• INSTRUCTIONS TO FOLLOW:
Determine how many lines in the records hold "below", and give that number with nothing added.

• DATASET EXTRACT:

<<<<

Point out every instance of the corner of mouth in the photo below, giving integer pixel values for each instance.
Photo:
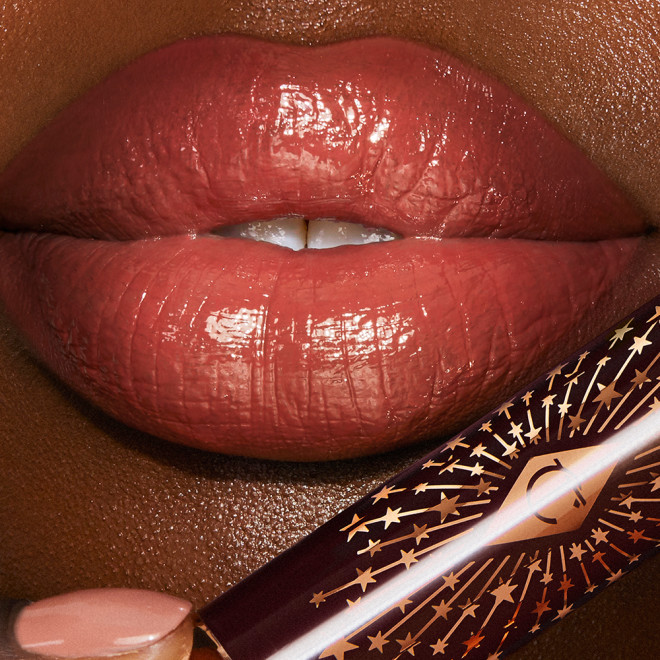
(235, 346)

>>>>
<<<<

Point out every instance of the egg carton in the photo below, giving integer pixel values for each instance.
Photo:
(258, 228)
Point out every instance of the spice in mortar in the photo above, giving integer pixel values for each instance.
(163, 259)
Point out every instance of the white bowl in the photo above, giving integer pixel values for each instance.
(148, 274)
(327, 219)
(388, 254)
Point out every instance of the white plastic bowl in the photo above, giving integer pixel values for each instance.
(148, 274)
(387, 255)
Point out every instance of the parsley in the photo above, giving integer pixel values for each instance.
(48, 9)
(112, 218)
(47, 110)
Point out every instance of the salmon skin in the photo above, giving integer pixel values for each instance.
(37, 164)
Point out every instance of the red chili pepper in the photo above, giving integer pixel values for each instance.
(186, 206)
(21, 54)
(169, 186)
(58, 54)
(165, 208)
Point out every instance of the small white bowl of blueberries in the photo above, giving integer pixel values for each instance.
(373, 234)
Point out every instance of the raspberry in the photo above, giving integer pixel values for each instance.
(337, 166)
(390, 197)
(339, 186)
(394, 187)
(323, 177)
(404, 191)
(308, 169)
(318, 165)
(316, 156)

>>>>

• RESPONSE TO THE EXERCISE:
2